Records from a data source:
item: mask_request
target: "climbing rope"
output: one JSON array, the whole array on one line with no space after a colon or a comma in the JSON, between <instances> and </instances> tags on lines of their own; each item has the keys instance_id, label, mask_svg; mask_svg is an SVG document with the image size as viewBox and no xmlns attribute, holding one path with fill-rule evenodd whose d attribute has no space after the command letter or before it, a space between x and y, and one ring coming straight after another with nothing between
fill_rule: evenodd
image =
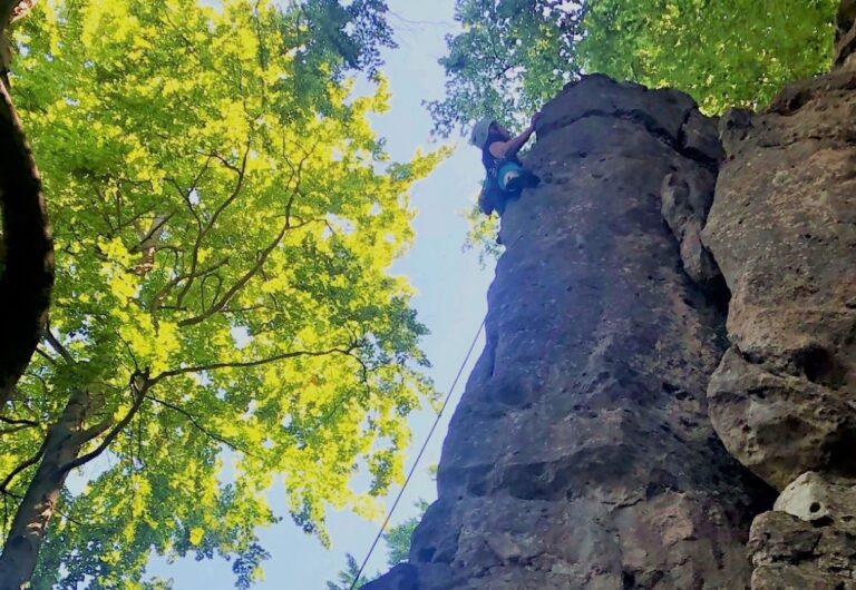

Exercise objective: Please write out these lines again, swapping "climbing rope" for "safety harness" and keeping everything else the same. Leave the pictures out.

Response:
item: mask_request
target: "safety harness"
output: one JSON array, the whole array on one line with no space after a colon or a comma in the JSON, between <instances> and </instances> tags on lines of their own; each item has the keys instance_id, label, mask_svg; mask_svg is an SVG document with the image size as viewBox and no xmlns attribute, holding one path with fill-rule evenodd whose d attribute has no space after the command letter or before it, a space between x and y, and one ring coming straight after another with nothing between
fill_rule: evenodd
image =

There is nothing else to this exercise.